Aim of the exercise
The records that follow should be copied in full, exactly as they read.
Data START
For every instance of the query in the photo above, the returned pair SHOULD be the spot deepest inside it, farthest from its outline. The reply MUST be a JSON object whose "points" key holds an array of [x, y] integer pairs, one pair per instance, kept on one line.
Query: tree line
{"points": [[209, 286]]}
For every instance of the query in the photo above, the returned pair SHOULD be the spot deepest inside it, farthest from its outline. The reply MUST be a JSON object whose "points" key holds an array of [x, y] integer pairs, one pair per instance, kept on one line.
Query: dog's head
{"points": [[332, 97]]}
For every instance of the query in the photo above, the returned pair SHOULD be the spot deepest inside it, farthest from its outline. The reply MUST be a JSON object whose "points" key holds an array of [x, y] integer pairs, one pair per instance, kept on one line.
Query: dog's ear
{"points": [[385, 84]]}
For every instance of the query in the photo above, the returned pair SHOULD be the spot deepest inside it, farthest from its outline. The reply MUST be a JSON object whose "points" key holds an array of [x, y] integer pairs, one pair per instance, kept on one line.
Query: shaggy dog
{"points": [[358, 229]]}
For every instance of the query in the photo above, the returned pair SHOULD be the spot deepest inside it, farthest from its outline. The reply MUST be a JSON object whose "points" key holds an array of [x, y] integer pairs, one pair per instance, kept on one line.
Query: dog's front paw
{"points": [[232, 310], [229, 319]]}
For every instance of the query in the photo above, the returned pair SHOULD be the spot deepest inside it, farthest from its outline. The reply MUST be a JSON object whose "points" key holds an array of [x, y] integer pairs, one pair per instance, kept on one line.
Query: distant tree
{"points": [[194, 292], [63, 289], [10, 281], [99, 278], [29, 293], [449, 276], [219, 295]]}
Data END
Problem solution
For every instance of the query in the photo above, the returned pair SHOULD be the spot deepest inside it, farthest from its outline. The reply MUST be a JSON object whose "points" key holds an array of [x, y] integer pairs, one pair per instance, kept on one line.
Query: tree line
{"points": [[209, 286]]}
For every instance of the query in the photo above, the returned pair SHOULD be the spot deepest inside it, farthest from its outline. The reply MUST be a JSON object whose "points" key holds an array of [x, y] integer pairs, one pair per instance, kept on one line.
Query: dog's head
{"points": [[332, 97]]}
For every instance of the query in the photo above, the returned pair SHOULD be the spot deepest inside it, farthest from its outline. The reply MUST be a JSON object whose "points" key holds an array of [x, y] integer pairs, one pair per instance, kept on one line.
Query: dog's ear
{"points": [[385, 84]]}
For every instance of the query in the photo above, the returned pair SHOULD be the spot deepest inside it, farthest from its outline. The reply MUST be a JSON object whose "points" key holds an array of [x, y] integer pairs, one pair per instance, kept on one line.
Query: shaggy dog
{"points": [[358, 229]]}
For every instance of the query in the photo above, the returned pair SHOULD be the spot deepest inside it, farthest from its outline. The reply MUST be a JSON object whose "points" key holds an array of [x, y] integer pairs, one pair per instance, kept on one line.
Query: dog's front paw
{"points": [[232, 310], [229, 319]]}
For every instance of the query in the photo above, the returned pair SHOULD be the spot deepest inside it, farthest from its outline. The reply MUST be a JSON object whose "points" key holds an array of [x, y] integer pairs, one pair per instance, kept on one line.
Query: distant tree
{"points": [[194, 292], [63, 289], [10, 281], [99, 278], [29, 293], [449, 276], [219, 295]]}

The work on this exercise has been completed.